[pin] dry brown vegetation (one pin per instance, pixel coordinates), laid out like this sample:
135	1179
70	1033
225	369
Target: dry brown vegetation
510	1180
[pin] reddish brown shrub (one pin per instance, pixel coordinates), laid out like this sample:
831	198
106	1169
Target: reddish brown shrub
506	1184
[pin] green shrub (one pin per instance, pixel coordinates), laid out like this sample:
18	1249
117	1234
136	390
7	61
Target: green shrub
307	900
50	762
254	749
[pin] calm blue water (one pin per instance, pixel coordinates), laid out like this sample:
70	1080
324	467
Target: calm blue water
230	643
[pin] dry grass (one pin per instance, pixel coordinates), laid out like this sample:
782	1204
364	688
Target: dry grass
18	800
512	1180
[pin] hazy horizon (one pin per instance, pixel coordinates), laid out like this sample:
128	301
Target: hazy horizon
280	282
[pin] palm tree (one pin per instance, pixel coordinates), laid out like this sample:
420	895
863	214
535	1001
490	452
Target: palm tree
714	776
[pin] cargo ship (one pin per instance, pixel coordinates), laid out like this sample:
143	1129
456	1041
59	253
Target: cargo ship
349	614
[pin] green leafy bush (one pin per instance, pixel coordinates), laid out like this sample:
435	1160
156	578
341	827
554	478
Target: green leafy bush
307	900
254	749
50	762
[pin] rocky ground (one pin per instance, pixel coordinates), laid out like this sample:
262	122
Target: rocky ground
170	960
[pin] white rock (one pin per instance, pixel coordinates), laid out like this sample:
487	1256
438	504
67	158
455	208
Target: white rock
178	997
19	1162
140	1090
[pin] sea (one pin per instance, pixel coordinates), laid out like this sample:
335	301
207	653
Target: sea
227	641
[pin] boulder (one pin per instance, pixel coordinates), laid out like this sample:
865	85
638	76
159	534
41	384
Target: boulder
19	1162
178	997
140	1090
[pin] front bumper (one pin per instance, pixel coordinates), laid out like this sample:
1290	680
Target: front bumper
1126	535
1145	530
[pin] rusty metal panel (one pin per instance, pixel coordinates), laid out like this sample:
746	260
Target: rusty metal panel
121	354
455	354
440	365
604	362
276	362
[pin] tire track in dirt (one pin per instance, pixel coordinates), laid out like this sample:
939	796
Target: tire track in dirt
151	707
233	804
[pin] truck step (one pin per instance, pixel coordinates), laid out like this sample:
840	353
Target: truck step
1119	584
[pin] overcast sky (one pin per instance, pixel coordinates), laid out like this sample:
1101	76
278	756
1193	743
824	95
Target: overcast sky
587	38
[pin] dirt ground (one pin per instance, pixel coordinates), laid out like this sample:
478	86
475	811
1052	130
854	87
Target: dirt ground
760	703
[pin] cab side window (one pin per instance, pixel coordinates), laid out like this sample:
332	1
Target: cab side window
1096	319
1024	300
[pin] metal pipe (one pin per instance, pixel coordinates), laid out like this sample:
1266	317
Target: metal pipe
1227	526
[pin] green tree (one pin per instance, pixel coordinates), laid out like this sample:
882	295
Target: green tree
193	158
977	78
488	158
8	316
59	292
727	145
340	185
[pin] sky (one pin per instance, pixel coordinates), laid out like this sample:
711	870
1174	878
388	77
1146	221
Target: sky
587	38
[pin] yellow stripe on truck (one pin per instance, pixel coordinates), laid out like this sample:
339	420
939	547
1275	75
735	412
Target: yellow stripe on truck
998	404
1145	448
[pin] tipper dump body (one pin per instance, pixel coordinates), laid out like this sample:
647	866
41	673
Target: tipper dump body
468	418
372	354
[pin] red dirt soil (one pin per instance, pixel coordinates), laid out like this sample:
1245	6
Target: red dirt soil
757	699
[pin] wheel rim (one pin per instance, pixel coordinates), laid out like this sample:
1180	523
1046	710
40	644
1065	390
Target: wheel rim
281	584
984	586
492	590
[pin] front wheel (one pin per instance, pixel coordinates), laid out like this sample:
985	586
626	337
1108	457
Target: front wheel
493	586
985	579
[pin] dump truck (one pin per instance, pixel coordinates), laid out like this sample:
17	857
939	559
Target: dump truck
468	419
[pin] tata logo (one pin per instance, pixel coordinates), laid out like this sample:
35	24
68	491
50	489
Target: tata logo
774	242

○ ○ ○ ○ ○

* 問題文:
上のリストの全行を、一字も変えずに書き写してください。

* 記述解答:
[pin] dry brown vegetation (one pin per instance, pixel coordinates), laid out like this sample:
135	1179
70	1033
225	369
Target: dry brown vegetation
510	1180
[pin] reddish brown shrub (one pin per instance, pixel coordinates), laid out like this sample:
831	198
106	1169
Target: reddish brown shrub
506	1184
[pin] green shrub (one pin per instance, pixel coordinates), laid out like this sample:
18	1249
117	1234
136	390
7	61
Target: green shrub
307	900
50	762
254	749
[pin] calm blue water (one pin per instance, pixel coordinates), laid out like this sample:
70	1080
324	467
Target: calm blue water
230	643
[pin] dry grass (one pin per instance, pixel coordinates), laid out like this sample:
782	1204
364	688
Target: dry grass
18	800
512	1180
[pin] hazy horizon (one pin per instance, pixel coordinates), laid out like this sample:
128	301
Target: hazy horizon
280	282
[pin] palm tree (one pin per instance, pixel coordinates), laid out like this sample:
420	895
863	214
535	1001
490	452
Target: palm tree
714	776
[pin] cargo ship (one pin per instance, pixel coordinates), laid out like this sample:
143	1129
456	1041
59	253
Target: cargo ship
349	614
[pin] green leafy bush (one pin per instance, pixel coordinates), laid out like this sample:
435	1160
156	578
341	827
554	478
Target: green leafy bush
307	900
254	749
50	762
[pin] rocky ground (one pin per instance, pixel coordinates), laid out like this sample:
262	122
Target: rocky ground
170	960
[pin] white rock (one pin per instance, pixel coordinates), laid out like this sample:
487	1256
438	504
67	158
455	208
Target: white rock
178	997
19	1162
140	1090
[pin] sea (one pin per instance, pixel coordinates), laid out like this sample:
335	301
207	653
Target: sea
227	641
[pin] boulder (one pin per instance, pixel coordinates), laid out like this sample:
865	85
638	76
159	534
41	384
Target: boulder
19	1162
178	997
140	1090
[pin] front bumper (one pin per instance, pixel coordinates), laid out like this sample:
1290	680
Target: front bumper
1126	535
1145	530
[pin] rusty metal panel (one pin per instance, pixel coordinates), laid out like this sample:
746	260
Target: rusty metal panel
121	354
455	354
440	365
604	362
276	362
[pin] tire track in dirt (one pin per instance, pixel coordinates), laid out like this sample:
939	796
Target: tire track in dirt
151	707
233	804
[pin] truck step (one pin per instance, pixel coordinates), laid out like this sample:
840	353
Target: truck step
1119	584
[pin] overcast sky (one pin per instance, pixel coordinates), laid out like this sample:
1101	76
278	756
1193	743
824	95
Target: overcast sky
587	38
[pin] dirt ground (one pin per instance, pixel coordinates), laid out like this sample:
478	86
475	811
1052	130
854	87
Target: dirt ground
760	703
[pin] cab side window (one pin per instance, pixel coordinates), laid out like this sample:
332	1
Target: cab side window
1096	319
1024	300
[pin] metal pipe (one pin per instance, pixel coordinates), laid out like this sample:
1266	317
Target: metal pipe
1227	526
[pin] green tree (one pin per instance, pixel coordinates), laid out like this sample:
882	295
Target: green tree
193	158
977	78
488	158
8	316
59	292
727	145
340	185
[pin] sky (one pin per instance, pixel coordinates), laid out like this sample:
711	870
1174	878
388	77
1146	221
Target: sky
587	38
[pin] yellow stripe on truck (one pin per instance, pixel coordinates), laid out like this sample:
339	420
939	547
1275	75
735	412
Target: yellow stripe on truck
998	404
1145	448
[pin] tipper dump body (one pin per instance, pixel coordinates), laid out like this sample:
647	866
41	673
Target: tipper dump body
468	418
372	354
[pin] red dirt soil (one pin per instance, pixel coordinates), laid out like this sample:
1245	6
Target: red dirt soil
757	699
[pin] wheel rim (one pin per instance, pixel coordinates), laid out like this sample:
1180	523
1046	710
40	644
1065	390
Target: wheel rim
281	584
984	586
492	590
[pin] front wheel (one pin per instance, pixel coordinates), laid out like this sample:
985	586
626	337
1108	457
Target: front wheel
493	586
985	579
[pin] dump truck (one pin per instance, pixel coordinates), laid out like this sample:
17	857
939	559
Target: dump truck
468	419
[pin] tata logo (one pin per instance, pixel coordinates), laid out like this sample:
35	24
68	491
50	489
Target: tata logo
774	242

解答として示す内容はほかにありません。